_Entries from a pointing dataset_
>> START
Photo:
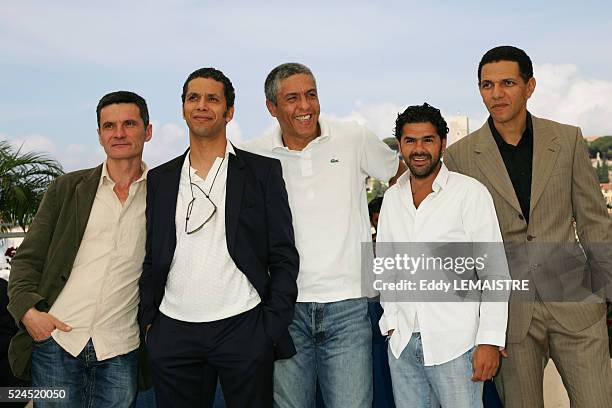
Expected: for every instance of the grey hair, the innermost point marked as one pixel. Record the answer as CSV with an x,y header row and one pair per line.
x,y
281,72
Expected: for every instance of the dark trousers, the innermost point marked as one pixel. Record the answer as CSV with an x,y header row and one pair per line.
x,y
187,358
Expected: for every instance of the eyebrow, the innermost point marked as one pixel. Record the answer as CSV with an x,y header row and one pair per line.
x,y
418,138
297,93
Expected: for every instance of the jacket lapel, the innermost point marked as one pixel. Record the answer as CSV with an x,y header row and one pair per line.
x,y
167,195
545,152
233,197
84,197
492,166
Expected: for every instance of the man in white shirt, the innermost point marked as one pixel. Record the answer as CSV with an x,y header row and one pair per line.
x,y
440,351
74,280
325,164
218,285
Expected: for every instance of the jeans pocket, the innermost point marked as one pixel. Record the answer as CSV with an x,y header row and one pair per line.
x,y
43,341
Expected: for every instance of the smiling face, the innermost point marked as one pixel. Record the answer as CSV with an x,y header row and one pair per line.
x,y
205,108
504,92
422,148
297,108
122,132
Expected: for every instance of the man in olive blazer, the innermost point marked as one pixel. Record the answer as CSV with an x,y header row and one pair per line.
x,y
545,193
57,230
73,286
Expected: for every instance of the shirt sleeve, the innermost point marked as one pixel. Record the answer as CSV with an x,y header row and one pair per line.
x,y
389,319
377,159
481,222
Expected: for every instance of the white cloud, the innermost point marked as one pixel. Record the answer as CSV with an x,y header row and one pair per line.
x,y
169,140
565,95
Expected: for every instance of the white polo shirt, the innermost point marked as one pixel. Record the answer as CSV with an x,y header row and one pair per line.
x,y
326,187
459,209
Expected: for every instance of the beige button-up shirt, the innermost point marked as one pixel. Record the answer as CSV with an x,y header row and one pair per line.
x,y
100,299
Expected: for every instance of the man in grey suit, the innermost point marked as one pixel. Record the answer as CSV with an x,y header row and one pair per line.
x,y
545,193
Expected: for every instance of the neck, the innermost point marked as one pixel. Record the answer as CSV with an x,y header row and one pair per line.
x,y
203,152
424,184
298,143
124,172
512,131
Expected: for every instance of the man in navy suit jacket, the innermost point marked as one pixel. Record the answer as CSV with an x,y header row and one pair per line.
x,y
218,286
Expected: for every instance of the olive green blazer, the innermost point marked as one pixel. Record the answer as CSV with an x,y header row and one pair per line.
x,y
44,260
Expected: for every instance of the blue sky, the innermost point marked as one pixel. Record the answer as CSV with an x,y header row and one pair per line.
x,y
371,59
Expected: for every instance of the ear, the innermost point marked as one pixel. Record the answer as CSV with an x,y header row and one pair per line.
x,y
271,107
149,132
530,87
229,114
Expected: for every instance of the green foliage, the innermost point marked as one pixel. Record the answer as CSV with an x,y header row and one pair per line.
x,y
603,146
602,172
24,178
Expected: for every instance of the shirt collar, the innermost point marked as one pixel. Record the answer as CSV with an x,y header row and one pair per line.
x,y
229,149
105,177
527,136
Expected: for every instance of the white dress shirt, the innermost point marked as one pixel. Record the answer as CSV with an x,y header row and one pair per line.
x,y
327,195
459,209
204,283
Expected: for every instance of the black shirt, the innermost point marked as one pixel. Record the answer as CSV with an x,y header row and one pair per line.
x,y
518,160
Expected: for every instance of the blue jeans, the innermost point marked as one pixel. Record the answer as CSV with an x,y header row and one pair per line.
x,y
87,381
334,345
419,386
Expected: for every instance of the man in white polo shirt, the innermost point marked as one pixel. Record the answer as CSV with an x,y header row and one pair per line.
x,y
325,165
440,350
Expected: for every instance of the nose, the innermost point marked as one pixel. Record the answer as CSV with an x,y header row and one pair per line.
x,y
120,133
497,91
418,146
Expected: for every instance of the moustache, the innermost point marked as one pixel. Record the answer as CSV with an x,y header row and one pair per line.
x,y
419,156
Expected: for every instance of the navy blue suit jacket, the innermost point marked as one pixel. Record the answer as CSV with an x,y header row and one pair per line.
x,y
259,234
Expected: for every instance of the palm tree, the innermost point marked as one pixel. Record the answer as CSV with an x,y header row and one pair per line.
x,y
24,178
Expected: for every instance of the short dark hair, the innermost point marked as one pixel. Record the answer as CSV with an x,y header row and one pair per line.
x,y
421,114
124,97
508,53
212,73
283,71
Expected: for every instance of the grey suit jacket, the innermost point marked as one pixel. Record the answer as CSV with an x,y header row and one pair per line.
x,y
564,188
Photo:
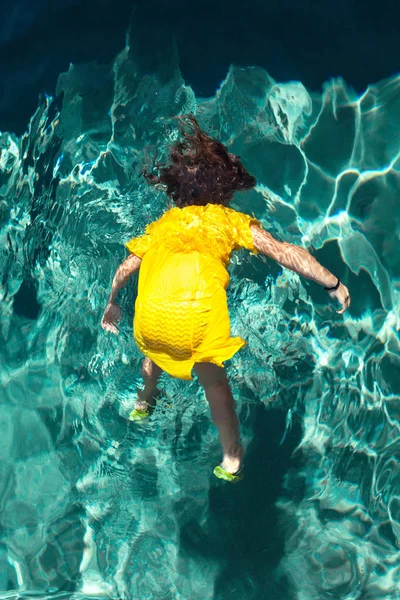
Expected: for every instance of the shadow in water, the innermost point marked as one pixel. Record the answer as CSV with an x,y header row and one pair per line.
x,y
243,532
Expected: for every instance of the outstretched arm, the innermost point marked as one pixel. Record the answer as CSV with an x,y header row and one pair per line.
x,y
299,260
112,313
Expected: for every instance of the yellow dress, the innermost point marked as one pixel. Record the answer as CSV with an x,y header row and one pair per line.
x,y
181,312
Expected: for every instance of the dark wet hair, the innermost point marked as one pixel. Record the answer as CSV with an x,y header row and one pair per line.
x,y
201,170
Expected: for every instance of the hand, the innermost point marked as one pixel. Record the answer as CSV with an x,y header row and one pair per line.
x,y
342,296
112,315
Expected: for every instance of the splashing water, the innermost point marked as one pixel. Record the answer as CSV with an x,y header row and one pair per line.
x,y
95,506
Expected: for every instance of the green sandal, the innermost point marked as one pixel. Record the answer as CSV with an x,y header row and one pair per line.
x,y
220,472
139,414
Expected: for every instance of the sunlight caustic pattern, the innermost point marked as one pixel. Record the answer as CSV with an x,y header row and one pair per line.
x,y
94,506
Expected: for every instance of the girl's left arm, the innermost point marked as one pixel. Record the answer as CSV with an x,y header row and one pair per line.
x,y
112,313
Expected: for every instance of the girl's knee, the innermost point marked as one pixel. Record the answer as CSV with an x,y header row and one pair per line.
x,y
210,375
150,369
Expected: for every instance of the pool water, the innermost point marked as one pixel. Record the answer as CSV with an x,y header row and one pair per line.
x,y
96,506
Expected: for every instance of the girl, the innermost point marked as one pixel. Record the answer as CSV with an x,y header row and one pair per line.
x,y
181,319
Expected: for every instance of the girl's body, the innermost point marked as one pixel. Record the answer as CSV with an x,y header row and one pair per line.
x,y
181,316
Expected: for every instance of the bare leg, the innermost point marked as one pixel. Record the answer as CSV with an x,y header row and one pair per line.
x,y
223,414
150,373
>> END
_Task description_
Recast the lines of the items above, from the line holding "Expected: for every instance of the bare" through the end of the items, inclusive, as a Markdown table with columns named Row and Text, giving each line's running number and the line itself and leaving out any blank lines.

_Complete answer_
| Row | Text |
|---|---|
| 1 | Expected: for every instance of the bare leg, the innermost point marked as one pixel. Record the answer as CSV with an x,y header row and one pair per line. |
| 2 | x,y |
| 3 | 223,414 |
| 4 | 150,373 |